Exercise goal: Of the lines in the data below, write out exactly those from the one holding "Target: straw hat" through the one holding "# put a marker on the black", both included.

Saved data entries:
:::::

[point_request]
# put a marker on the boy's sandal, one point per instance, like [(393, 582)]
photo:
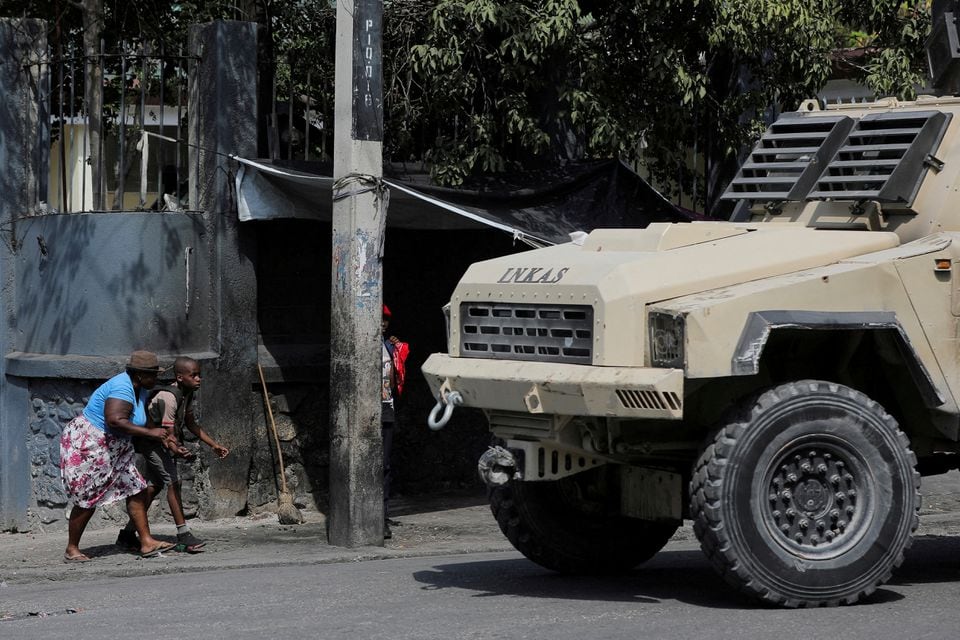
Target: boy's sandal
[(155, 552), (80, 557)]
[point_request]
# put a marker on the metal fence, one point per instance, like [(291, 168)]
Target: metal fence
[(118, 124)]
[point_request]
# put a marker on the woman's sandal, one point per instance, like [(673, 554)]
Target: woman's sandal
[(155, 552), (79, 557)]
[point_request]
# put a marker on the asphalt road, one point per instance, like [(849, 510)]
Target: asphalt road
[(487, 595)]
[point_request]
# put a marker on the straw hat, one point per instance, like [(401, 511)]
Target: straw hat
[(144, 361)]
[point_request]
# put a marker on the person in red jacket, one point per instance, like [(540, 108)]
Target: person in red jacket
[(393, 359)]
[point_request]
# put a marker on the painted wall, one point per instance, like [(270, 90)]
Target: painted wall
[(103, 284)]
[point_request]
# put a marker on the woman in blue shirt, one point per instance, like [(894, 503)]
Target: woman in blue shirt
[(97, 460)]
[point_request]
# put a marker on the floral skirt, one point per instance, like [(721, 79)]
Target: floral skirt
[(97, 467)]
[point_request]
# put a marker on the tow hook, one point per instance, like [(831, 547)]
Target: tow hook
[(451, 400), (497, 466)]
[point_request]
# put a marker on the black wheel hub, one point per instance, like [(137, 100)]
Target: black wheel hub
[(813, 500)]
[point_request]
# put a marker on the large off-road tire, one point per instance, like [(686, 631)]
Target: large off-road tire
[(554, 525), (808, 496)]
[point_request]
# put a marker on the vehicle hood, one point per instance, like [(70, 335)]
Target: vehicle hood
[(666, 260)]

:::::

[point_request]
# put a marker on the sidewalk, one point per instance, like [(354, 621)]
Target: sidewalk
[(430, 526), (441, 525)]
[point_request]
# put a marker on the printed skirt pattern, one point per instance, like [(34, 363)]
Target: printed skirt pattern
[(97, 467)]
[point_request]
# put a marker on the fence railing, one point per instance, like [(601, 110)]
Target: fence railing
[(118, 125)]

:::::

Answer area:
Target: straw hat
[(144, 361)]
[point_request]
# put a marker on the person in red jacket, one point per instance, like [(540, 108)]
Target: person in red jacket
[(393, 359)]
[point_request]
# put a marker on the painted wall, one point per instance, like [(270, 90)]
Target: painted wall
[(103, 284)]
[point_request]
# put a marker on the woman in blue shirt, one point per instance, like [(894, 503)]
Target: woman in blue shirt
[(97, 460)]
[point_request]
# put a marker on the floral skirt, one point per instance, like [(721, 79)]
Target: floral skirt
[(97, 467)]
[point_request]
# put a marker on the tow hook, one point per instance, like [(831, 547)]
Target: tow hook
[(451, 400), (497, 466)]
[point_request]
# put a marker on the black wheel hub, one point per instance, like [(137, 100)]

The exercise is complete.